Work to be completed: For this exercise, write out the whole listing below exactly, omitting its images.

Exercise data:
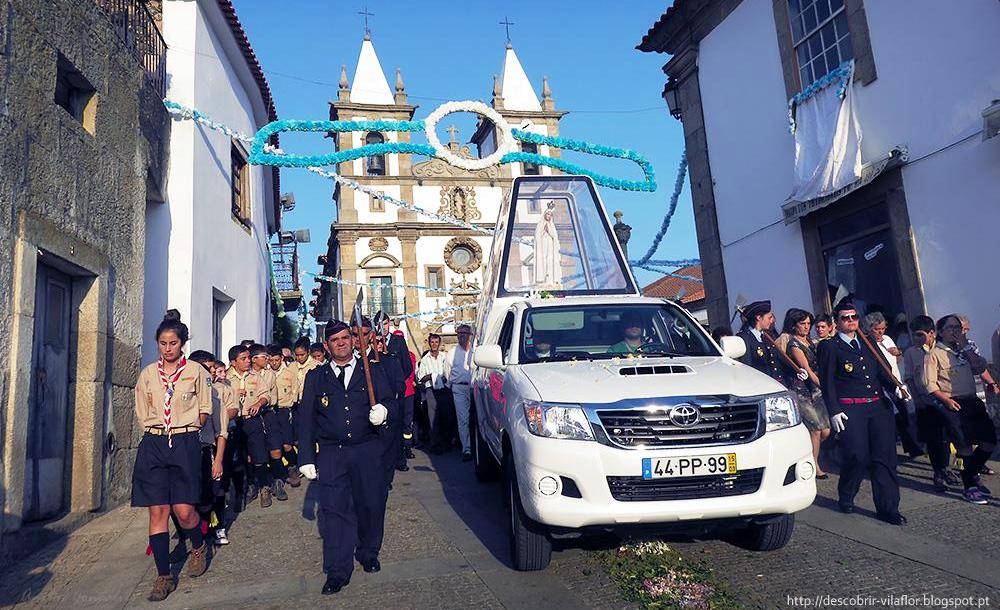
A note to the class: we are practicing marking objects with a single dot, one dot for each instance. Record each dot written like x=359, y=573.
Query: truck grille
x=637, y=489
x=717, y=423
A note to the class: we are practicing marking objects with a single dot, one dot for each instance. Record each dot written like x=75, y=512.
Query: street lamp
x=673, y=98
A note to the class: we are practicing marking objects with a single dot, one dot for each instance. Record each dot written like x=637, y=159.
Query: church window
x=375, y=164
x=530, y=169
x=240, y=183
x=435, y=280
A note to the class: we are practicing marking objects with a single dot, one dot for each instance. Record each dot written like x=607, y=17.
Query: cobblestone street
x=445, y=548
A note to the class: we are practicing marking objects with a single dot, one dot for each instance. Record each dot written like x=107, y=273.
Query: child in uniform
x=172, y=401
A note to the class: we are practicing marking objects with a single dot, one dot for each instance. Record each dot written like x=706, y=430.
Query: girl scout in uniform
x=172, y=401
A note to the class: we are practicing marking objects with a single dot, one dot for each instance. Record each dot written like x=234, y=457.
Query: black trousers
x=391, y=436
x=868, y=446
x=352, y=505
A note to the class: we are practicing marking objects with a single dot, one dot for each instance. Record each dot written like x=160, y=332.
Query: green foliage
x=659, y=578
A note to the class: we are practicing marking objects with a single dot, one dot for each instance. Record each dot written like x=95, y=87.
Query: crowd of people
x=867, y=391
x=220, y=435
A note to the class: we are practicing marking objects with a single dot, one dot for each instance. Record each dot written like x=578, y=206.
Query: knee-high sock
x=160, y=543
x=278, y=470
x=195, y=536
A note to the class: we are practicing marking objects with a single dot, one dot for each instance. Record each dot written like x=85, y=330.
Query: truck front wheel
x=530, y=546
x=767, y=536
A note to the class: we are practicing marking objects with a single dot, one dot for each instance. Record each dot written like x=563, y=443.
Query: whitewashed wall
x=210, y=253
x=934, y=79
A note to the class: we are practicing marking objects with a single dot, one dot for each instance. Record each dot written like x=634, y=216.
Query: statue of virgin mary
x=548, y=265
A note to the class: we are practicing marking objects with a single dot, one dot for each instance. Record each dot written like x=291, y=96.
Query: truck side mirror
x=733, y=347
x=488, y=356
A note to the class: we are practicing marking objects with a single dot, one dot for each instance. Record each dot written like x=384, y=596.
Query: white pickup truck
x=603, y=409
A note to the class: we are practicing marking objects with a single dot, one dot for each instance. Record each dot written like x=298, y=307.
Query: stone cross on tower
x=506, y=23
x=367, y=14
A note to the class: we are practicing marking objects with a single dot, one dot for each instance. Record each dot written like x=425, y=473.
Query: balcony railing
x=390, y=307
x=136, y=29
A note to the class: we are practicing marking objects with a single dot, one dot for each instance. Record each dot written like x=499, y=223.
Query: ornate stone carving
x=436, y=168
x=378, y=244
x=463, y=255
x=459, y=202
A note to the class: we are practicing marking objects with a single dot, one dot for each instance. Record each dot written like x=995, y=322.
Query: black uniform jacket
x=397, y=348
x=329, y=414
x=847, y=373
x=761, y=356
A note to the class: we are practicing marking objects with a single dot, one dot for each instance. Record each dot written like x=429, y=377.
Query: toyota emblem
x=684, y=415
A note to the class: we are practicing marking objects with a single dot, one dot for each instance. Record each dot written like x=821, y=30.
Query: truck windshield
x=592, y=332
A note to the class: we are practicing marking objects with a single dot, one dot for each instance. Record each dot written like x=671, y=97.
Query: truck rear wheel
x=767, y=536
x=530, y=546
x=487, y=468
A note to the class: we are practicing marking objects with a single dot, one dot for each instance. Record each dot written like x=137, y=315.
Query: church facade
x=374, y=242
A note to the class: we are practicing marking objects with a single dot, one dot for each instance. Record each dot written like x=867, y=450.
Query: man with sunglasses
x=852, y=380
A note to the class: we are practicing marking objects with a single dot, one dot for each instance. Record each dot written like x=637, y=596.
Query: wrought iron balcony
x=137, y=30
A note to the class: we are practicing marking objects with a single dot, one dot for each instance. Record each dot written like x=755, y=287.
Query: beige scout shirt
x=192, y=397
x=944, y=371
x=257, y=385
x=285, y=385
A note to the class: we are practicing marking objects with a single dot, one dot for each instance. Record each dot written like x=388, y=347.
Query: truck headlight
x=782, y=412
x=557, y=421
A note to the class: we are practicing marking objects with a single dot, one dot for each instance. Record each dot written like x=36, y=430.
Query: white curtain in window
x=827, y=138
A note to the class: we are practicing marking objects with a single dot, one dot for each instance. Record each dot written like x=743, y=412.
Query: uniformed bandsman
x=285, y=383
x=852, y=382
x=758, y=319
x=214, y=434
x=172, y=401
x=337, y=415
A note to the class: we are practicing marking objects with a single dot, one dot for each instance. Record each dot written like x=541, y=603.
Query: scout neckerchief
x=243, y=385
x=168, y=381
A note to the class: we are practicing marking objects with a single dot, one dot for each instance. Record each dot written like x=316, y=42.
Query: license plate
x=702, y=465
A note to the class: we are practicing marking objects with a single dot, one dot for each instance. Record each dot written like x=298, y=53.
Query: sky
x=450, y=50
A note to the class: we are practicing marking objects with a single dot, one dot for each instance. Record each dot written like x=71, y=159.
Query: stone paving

Problem solution:
A note to the class: we are practicing marking objects with a single dot, one dot for each instance. Record each dot written like x=359, y=573.
Query: truck grille
x=637, y=489
x=717, y=423
A note to the class: we are practicing marking objects with a single dot, one dot for each instance. Record each dot written like x=75, y=512.
Query: street lamp
x=673, y=98
A note to the class: we are practicing marking objects with a single dot, one dot for each instance. Record each dot written like x=637, y=159.
Query: church window
x=375, y=164
x=530, y=169
x=240, y=183
x=435, y=280
A note to the class: we are practicing marking objects with a single dot, one dot for each instance. Record each dot written like x=607, y=17.
Query: cobblestone street
x=445, y=548
A note to the class: we are practicing marking objects with a single dot, one dot for each instance. Record each dot written like x=107, y=273.
Query: child in uniform
x=172, y=401
A note to the class: we are practicing marking objects with a single dot, one dot for each instance. Record each dot written like x=706, y=430.
Query: girl scout in uniform
x=172, y=401
A note to the class: we are practicing marking objects with a single dot, one dot for each instance. Record each dot written like x=234, y=457.
Query: black trousers
x=391, y=436
x=868, y=446
x=352, y=505
A note to the class: we are practicing marking objects with a single dot, one dot for each instance. Record each dot written like x=160, y=332.
Query: green foliage
x=659, y=578
A note to the class: we are practicing marking objects with a single dot, one dot for each instance. Record each dot written like x=95, y=87.
Query: crowd of people
x=867, y=391
x=220, y=435
A note to the class: we are practicing marking objects with a single dot, one dot for each instance. Record each dot written like x=578, y=206.
Query: knee-high sock
x=160, y=543
x=278, y=470
x=195, y=536
A note to the class: we are practicing marking objects with a single dot, one dot for each instance. Record each dot written like x=85, y=330.
Query: truck front wheel
x=530, y=546
x=767, y=536
A note to the class: we are practicing marking objects with a single dot, one dot for each instance. Record each dot written like x=563, y=443.
Query: whitewashed wall
x=210, y=253
x=934, y=79
A note to the class: we are practicing marking objects with a single dot, one dot for each instance. Record each dot written like x=634, y=216.
Query: statue of virgin mary
x=548, y=265
A note to the class: we are practicing marking objects with a single dot, one dot for each instance. Record each dot written like x=291, y=96.
Query: truck side mirror
x=733, y=347
x=488, y=356
A note to the class: we are practicing marking objects with a single dot, one dot for each instance. Record each dot written like x=384, y=596.
Query: white pickup truck
x=603, y=409
A note to the class: we are practicing marking objects with a single dot, one dot for each instance. Record each dot written like x=298, y=307.
Query: stone cross on tower
x=506, y=23
x=367, y=14
A note to the class: we are practicing marking objects with a single dot, one dot for each instance. Record each dot written like x=425, y=473.
Query: balcony railing
x=390, y=307
x=136, y=29
A note to the class: we are practicing marking objects with a single dot, one dot for each instance. Record each dot written like x=499, y=223.
Query: ornate stone carving
x=436, y=168
x=378, y=244
x=463, y=255
x=459, y=202
A note to the class: we are practicing marking objects with a single dot, one dot for each instance. Record each dot written like x=995, y=322.
Query: black uniform jacket
x=397, y=348
x=329, y=414
x=847, y=373
x=761, y=356
A note to the class: we are practicing marking objects with a single dot, one dot for each instance. Record each dot written like x=429, y=377.
Query: toyota emblem
x=684, y=415
A note to the class: we are practicing marking objects with a single dot, one dot for each instance. Record each dot written like x=821, y=30.
Query: truck windshield
x=592, y=332
A note to the class: we are practicing marking objects with a single dot, one dot for each instance. Record each dot written like x=671, y=97.
Query: truck rear wheel
x=767, y=536
x=530, y=546
x=487, y=468
A note to the class: we are practicing marking objects with a single dot, one dot for each instance. Record each dot written like x=137, y=315.
Query: church facade
x=374, y=242
A note to the class: we are practicing marking objects with a single dot, one dot for each instance. Record each dot written like x=867, y=450.
Query: man with sunglasses
x=852, y=380
A note to the class: we are practicing marking objects with a single dot, one dot for each instance. Record each dot written like x=637, y=596.
Query: wrought iron balcony
x=137, y=30
A note to the class: we are practicing marking objects with a single dot, one dot for each instance. Record each dot written like x=755, y=287.
Query: beige scout shirt
x=192, y=397
x=944, y=371
x=257, y=385
x=285, y=385
A note to the class: we are practicing marking objects with a single dot, one dot for each instance. Record each dot written like x=388, y=347.
Query: truck headlight
x=782, y=412
x=557, y=421
A note to the class: we are practicing marking objects with a single dot, one dot for each instance. Record each dot written like x=36, y=430.
Query: white curtain in window
x=827, y=138
A note to the class: we are practicing marking objects with a single dot, one dot for each instance. Record each dot written like x=743, y=412.
Query: uniformed bandsman
x=285, y=383
x=852, y=382
x=758, y=319
x=214, y=434
x=172, y=401
x=337, y=415
A note to the class: we are practicing marking objects with a single dot, one dot for each instance. Record each dot written like x=541, y=603.
Query: scout neckerchief
x=243, y=385
x=168, y=381
A note to the class: we are practicing marking objects with a single dot, one dot for each instance. Record each dot written like x=316, y=42.
Query: license plate
x=702, y=465
A note to the class: we are practicing marking objects with a single dot, one dot for each instance. Record each dot written like x=298, y=53.
Query: sky
x=450, y=50
A note to the class: we are practicing marking objects with a single dot, one dot for each instance. Record each dot written like x=71, y=159.
Query: stone paving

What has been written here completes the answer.